▶ [Exercise aim] Will you output the entries below exactly, skipping every image they contain?

▶ [The data]

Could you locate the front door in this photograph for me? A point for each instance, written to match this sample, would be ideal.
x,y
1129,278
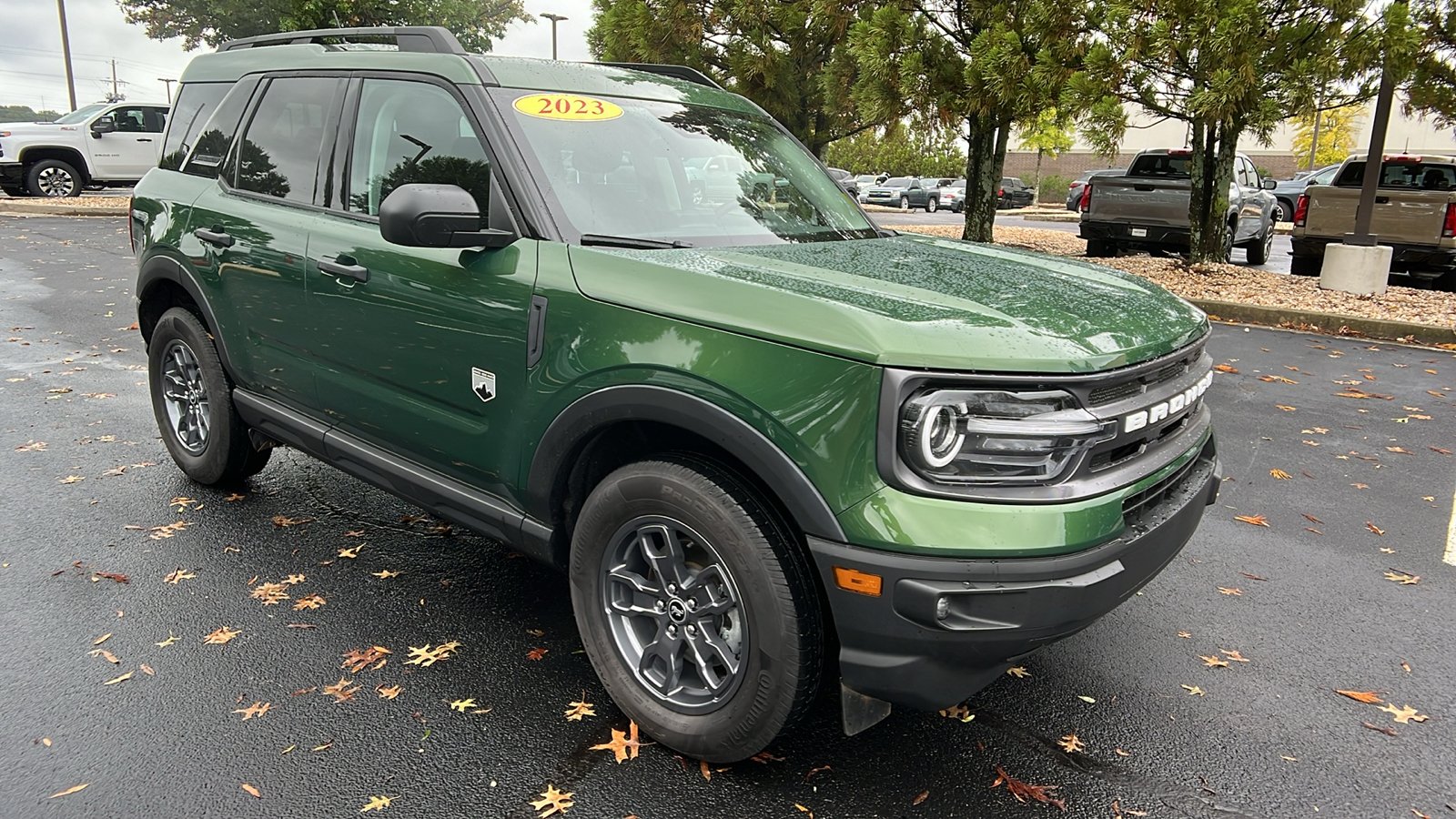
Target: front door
x,y
420,350
133,147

▶ [Task answer]
Could you locate the front door in this photograph for me? A point for each instance, written to match this sample, would be ideal.
x,y
1129,278
Target: front door
x,y
420,350
133,147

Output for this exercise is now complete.